Task statement => Count the lines in the records below that contain the string "sweater". Give only the number.

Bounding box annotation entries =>
----------------------------------------
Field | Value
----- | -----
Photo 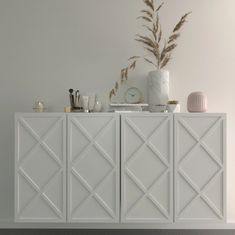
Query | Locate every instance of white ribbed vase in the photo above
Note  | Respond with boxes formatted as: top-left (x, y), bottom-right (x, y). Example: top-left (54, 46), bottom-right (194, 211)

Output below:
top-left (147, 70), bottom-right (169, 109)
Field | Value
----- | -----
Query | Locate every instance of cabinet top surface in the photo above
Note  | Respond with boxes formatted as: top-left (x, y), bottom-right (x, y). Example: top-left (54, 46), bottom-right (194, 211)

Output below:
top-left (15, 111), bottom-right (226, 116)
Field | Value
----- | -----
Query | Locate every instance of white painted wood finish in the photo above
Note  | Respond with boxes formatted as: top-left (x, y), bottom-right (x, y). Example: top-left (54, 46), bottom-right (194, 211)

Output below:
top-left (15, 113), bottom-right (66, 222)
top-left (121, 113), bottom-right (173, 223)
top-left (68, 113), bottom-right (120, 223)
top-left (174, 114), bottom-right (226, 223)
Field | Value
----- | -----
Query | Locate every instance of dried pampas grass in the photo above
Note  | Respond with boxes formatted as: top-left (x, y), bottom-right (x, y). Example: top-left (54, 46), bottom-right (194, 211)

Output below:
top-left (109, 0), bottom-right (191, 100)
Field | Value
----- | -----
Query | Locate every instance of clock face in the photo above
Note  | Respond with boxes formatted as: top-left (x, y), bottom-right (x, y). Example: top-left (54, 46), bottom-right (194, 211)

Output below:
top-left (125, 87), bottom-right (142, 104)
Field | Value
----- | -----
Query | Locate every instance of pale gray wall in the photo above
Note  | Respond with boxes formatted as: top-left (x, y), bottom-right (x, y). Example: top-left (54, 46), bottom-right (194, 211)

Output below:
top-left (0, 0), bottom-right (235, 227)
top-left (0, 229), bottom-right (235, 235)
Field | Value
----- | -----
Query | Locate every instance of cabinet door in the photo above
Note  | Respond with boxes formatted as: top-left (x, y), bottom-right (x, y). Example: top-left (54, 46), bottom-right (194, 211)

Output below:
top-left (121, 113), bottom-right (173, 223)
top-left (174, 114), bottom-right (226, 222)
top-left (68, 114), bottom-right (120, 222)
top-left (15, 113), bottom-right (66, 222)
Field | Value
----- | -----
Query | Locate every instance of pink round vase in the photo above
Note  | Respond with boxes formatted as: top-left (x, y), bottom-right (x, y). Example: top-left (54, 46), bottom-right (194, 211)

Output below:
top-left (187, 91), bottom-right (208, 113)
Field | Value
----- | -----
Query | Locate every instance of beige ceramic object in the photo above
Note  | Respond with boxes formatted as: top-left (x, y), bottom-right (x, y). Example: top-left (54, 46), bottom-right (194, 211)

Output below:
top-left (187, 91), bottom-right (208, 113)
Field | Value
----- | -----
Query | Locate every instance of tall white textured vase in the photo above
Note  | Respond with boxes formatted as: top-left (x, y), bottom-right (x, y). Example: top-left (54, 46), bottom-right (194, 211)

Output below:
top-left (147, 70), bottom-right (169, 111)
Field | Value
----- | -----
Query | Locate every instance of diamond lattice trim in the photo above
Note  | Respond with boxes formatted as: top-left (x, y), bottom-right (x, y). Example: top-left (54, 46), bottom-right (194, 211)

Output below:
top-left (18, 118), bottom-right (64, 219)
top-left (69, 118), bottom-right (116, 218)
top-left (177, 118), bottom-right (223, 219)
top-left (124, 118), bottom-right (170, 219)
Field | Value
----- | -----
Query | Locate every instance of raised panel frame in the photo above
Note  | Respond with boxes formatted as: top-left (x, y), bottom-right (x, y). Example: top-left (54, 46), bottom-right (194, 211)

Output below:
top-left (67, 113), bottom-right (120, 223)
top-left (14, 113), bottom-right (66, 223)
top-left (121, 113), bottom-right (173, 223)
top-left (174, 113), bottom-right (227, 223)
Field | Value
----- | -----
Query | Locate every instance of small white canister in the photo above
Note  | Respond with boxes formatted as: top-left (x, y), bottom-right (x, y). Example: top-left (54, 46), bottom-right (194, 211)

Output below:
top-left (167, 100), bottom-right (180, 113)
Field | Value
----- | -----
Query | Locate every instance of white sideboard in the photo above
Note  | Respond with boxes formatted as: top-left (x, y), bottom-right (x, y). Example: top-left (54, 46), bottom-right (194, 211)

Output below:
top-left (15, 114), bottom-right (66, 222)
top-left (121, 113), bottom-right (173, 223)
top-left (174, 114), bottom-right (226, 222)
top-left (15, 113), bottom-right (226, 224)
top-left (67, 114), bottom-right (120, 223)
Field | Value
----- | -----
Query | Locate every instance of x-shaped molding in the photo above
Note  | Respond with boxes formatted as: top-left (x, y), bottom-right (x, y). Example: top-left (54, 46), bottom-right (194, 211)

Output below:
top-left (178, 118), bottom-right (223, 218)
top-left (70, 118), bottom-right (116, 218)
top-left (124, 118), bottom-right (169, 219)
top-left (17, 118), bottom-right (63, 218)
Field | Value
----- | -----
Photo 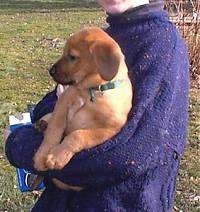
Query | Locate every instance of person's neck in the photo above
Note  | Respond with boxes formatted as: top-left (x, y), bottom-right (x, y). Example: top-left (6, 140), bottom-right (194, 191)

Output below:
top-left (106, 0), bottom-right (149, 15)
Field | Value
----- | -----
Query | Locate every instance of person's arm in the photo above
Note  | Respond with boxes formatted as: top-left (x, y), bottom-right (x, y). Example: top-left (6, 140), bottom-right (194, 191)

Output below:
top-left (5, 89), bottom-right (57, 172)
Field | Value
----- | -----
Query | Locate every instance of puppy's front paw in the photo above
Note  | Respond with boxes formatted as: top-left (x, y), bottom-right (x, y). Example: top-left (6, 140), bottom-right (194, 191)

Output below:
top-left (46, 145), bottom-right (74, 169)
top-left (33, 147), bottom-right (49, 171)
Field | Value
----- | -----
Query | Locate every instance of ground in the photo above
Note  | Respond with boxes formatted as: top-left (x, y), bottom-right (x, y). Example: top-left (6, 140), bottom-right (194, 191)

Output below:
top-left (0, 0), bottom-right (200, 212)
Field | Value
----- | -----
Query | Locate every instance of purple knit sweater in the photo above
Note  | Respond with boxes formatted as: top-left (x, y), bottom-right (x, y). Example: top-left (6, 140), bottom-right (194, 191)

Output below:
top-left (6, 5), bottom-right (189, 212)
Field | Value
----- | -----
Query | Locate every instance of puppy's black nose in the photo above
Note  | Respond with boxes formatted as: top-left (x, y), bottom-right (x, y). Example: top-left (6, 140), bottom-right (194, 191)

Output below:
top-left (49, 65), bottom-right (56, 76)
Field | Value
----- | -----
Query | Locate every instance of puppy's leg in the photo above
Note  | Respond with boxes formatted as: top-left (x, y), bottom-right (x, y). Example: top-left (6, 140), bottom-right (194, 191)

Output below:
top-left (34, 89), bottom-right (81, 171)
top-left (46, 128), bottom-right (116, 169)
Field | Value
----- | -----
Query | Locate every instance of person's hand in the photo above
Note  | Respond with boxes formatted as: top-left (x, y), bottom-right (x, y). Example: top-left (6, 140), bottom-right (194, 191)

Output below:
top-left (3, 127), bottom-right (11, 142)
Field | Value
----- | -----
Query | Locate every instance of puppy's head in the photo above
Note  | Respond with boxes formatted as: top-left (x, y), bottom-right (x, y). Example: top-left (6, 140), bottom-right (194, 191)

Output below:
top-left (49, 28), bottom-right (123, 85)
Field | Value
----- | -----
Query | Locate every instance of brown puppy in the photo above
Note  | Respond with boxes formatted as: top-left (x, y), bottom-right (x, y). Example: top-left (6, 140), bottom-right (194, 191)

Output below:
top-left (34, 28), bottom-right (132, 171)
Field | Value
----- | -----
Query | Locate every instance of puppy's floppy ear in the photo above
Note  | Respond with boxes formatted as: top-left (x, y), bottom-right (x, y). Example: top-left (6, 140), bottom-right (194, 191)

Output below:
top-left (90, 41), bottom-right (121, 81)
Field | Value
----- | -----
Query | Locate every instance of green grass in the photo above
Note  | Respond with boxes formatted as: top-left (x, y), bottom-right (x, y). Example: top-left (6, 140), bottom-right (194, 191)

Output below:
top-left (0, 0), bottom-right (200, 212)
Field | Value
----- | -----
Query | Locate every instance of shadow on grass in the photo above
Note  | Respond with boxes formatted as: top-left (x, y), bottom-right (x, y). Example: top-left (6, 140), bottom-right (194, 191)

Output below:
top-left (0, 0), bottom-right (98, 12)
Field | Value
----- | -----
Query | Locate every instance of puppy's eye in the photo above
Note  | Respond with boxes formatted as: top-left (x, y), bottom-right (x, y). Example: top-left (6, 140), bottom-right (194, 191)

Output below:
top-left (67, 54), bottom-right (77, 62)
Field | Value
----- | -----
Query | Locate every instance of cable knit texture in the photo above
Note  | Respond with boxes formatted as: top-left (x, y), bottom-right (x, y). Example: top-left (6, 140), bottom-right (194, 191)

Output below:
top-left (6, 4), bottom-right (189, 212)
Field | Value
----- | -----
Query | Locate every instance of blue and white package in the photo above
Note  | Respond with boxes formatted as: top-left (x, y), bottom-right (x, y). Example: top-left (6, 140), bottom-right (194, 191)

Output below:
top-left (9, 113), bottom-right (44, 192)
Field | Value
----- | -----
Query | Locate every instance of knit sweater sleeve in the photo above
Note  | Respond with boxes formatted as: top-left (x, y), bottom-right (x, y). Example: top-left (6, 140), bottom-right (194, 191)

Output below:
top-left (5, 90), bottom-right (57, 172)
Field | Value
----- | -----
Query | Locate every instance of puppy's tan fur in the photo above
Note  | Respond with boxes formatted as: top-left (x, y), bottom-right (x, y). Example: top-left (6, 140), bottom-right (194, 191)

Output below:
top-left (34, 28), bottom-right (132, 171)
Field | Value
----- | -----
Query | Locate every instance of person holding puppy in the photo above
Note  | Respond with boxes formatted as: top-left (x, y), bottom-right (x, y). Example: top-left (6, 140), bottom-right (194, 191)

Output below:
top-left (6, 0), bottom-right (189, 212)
----------------------------------------
The result => 2